__TASK DETAILS__
Where a line in the listing below contains the word "Review", copy that line.

__MATERIAL PROVIDED__
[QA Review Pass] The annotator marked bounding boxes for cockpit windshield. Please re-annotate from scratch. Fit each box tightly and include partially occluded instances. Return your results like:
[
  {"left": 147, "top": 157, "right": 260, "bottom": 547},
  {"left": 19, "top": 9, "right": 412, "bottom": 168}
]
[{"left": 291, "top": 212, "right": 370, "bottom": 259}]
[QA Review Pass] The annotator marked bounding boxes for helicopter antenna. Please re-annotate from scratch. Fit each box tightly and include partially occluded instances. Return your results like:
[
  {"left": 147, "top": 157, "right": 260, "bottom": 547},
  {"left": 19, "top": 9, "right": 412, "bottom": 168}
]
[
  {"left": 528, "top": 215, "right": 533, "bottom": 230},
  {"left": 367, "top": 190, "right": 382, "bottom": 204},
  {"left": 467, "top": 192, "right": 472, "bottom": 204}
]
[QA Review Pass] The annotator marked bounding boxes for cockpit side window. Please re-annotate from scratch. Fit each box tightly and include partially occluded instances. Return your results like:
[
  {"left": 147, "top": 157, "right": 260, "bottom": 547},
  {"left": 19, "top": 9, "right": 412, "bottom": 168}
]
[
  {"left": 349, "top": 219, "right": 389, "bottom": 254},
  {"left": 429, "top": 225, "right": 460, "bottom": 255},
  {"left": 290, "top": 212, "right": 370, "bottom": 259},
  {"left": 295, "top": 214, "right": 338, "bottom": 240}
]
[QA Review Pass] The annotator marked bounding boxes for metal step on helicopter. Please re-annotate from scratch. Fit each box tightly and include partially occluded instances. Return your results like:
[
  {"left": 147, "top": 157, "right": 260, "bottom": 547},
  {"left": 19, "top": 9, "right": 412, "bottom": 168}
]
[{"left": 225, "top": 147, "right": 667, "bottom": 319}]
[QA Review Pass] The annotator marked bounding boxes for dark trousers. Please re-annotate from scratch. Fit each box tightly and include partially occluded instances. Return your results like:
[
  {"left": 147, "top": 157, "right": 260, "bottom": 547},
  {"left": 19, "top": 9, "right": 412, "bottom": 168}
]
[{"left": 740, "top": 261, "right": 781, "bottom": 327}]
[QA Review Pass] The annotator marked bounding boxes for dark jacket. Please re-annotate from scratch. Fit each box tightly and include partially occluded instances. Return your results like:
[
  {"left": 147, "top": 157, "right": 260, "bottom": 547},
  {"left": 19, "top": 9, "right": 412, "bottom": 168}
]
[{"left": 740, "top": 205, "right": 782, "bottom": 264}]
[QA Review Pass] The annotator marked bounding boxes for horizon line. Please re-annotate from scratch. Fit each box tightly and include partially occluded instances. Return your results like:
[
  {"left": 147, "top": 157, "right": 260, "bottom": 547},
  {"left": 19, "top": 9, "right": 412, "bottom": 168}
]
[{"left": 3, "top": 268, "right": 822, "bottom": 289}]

__TASK OUTPUT__
[QA Review Pass] The annotator marked bounding boxes for cockpit windshield. Please re-annotate from scratch. Fit each box tightly and include partially occluded instances. Return your results like:
[QA Review Pass] The annotator marked bounding boxes for helicopter antenna. Please re-annotate from scratch. Fit each box tightly and include partially occluded instances. Return your results like:
[QA Review Pass] The annotator marked bounding boxes for cockpit side window. Please re-annotate from scratch. Fit each box tightly and include partially occluded instances. Return your results like:
[QA Review Pass] The annotator marked bounding boxes for metal step on helicopter. Please re-annotate from scratch. Fit each box tightly and include partially occluded instances. Return your results like:
[QA Review Pass] The annotator marked bounding boxes for dark trousers. Please re-annotate from scratch. Fit each box tightly and include partially occluded instances. Return your results like:
[QA Review Pass] The annotator marked bounding boxes for dark jacket. Please re-annotate from scratch. Fit each box tightly and include partially occluded instances. Return your results like:
[QA Review Pass] The annotator marked bounding boxes for horizon line. Please re-annotate from scratch. Fit each box tightly and include partially occluded instances. Return your results like:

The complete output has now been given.